■ PROBLEMS:
1. Print the passage of the forum thread about getting Chase credit card activity into Excel, from "PS - Sorry, GNs, I" up to and including "paste and format.", word for word.
2. Output the records verbatim, from their beginning up to and including the line with "Query: yellow stripe", and omit any pictures.

■ DOCUMENT SECTION:
>> Begin
Author Topic: Mustachian Hack to Convert .pdf to Excel (So I can get my Chase CC activity)?  (Read 7886 times)

Dicey

  • Senior Mustachian
  • ********
  • Posts: 22319
  • Age: 66
  • Location: NorCal
GRRRR, I'm doing my taxes and downloaded all my AMEX transactions to Excel in just a few minutes, piece of cake. However when I attempted same with CHASE, no go. All I can get is a .pdf by month. WTF??? I never would have changed banks if I'd realized how archaic their year-end data access is. I only have the free Adobe Reader software. Am I totally screwed or is there some workaround that some smart mustachian who was lured to Chase by their big, fat bonuses (as I was) has figured out? Of course, my tax appointment is tomorrow and I use this card All.The.Time. FWIW, it's an IHG Affinity card.

PS - Sorry, GNs, I know that's a terrible subject line, but I'm in a four-wheel lock panic at the moment.

mtn

  • Handlebar Stache
  • *****
  • Posts: 1343
Can you get an online version, not a pdf? I can with Chase for my checking account (no credit card to compare). If you can get that, then just a copy and paste and format.

If you can't, maybe you can get lucky with text-to-column, but on my regular statement PDF that was a no-go since there was no common separator.

nobody123

  • Pencil Stache
  • ****
  • Posts: 519
If you use the "Search Transactions" link you can enter the year as a date range and then download the results as a CSV.
>> End
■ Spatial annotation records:
>> Begin
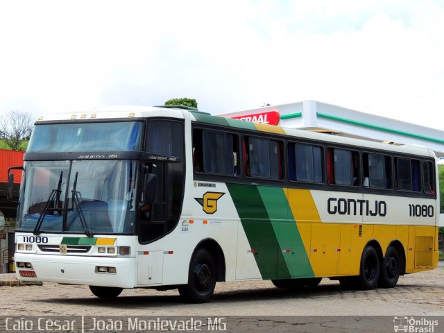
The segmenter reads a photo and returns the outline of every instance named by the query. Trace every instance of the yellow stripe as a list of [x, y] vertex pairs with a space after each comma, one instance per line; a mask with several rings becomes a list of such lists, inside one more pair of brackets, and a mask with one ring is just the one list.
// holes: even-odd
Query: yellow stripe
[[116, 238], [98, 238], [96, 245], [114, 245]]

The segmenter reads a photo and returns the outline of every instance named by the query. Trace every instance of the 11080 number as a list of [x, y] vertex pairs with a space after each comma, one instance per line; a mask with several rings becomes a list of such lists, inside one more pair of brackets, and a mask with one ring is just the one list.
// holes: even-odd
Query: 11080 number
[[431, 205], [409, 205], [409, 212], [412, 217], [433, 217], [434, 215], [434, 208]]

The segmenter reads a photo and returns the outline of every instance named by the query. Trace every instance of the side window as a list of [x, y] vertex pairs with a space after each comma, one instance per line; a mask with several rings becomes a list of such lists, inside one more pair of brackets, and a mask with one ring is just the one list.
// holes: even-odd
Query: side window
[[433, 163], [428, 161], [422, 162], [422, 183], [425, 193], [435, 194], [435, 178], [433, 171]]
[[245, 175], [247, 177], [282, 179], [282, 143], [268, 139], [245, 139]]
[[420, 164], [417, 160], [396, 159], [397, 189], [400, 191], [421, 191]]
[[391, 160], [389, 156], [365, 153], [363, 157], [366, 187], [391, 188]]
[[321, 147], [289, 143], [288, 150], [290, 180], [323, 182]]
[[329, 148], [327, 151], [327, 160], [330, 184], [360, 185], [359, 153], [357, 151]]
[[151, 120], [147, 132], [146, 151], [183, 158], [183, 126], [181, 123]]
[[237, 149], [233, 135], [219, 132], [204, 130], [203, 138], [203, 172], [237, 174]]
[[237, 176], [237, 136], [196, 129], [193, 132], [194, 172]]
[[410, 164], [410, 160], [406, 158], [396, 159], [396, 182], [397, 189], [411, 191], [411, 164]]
>> End
■ EXERCISE ANSWERS:
1.
PS - Sorry, GNs, I know that's a terrible subject line, but I'm in a four-wheel lock panic at the moment.

mtn

  • Handlebar Stache
  • *****
  • Posts: 1343
Can you get an online version, not a pdf? I can with Chase for my checking account (no credit card to compare). If you can get that, then just a copy and paste and format.

2.
The segmenter reads a photo and returns the outline of every instance named by the query. Trace every instance of the yellow stripe as a list of [x, y] vertex pairs with a space after each comma, one instance per line; a mask with several rings becomes a list of such lists, inside one more pair of brackets, and a mask with one ring is just the one list.
// holes: even-odd
Query: yellow stripe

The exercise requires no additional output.